**Required work:**
Pick out every line in the material below that contains the word "this", and copy each one in full.

**Records shown:**
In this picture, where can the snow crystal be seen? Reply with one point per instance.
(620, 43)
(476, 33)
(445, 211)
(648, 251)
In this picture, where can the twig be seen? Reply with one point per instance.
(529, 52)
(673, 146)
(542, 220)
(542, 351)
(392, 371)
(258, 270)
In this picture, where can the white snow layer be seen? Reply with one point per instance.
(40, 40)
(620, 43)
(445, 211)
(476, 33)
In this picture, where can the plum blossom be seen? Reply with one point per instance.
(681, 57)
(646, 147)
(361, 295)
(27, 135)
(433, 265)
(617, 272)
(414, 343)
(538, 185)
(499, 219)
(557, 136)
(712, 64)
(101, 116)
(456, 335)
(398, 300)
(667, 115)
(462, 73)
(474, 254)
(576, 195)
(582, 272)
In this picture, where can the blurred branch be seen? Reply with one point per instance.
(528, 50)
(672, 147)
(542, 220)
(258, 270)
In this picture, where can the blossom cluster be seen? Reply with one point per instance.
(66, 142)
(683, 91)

--

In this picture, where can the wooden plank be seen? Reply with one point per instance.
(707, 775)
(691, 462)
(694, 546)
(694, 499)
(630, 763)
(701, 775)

**Worked answer:**
In this picture, where can the snow crystal be seen? Reply with one point per instance.
In this picture, where can the twig be seen? Reply with one point per instance.
In this picture, where can the white snow layer be seen? Reply with one point per instance.
In this picture, where can the plum blossom be seen? Reply with one point per instance.
In this picture, where can the blurred branch be seen? Reply with one point per instance.
In this picture, where can the blossom cluster be seen? Reply with one point per instance.
In this picture, where can the wooden plank be seen? Reply with one point per instance.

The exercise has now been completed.